Extraits d'une source de données:
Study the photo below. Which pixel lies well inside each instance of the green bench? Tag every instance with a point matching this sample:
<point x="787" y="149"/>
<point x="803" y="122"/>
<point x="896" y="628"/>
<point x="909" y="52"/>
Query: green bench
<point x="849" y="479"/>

==

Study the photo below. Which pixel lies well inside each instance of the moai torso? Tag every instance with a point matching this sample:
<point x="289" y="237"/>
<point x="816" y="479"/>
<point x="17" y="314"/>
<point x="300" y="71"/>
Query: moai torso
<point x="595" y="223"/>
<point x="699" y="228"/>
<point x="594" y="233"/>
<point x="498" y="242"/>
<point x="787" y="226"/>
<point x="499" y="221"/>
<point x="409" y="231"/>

...

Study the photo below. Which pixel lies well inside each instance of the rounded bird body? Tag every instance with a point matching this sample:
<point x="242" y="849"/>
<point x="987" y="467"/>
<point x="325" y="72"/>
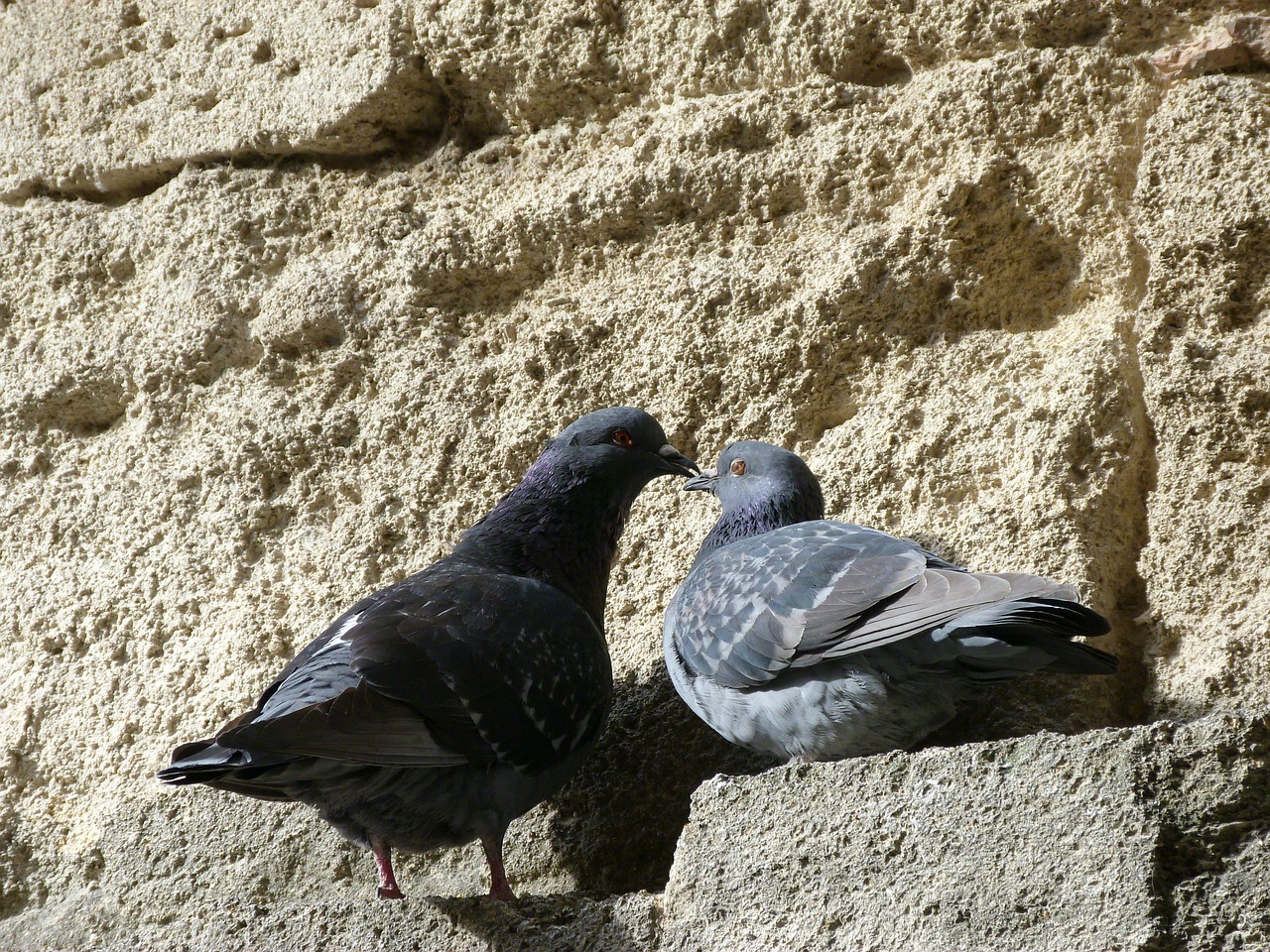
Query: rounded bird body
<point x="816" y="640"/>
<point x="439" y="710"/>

Exercice -> Identifiez chaque ligne du matériau qui contient le mot « each » et recopiez-la intégralement.

Résultat obtenu ->
Study the photo below. Which pixel lies well inside each instance of the green bench? Tag every instance with a point matching this sample:
Study the photo below. Which pixel lies well inside each instance of the moai torso? Tag every instance with a point matching this sample:
Study the photo below. Which pixel lies well inside each instance of the rounded bird body? Tag every instance with a point matching this sample:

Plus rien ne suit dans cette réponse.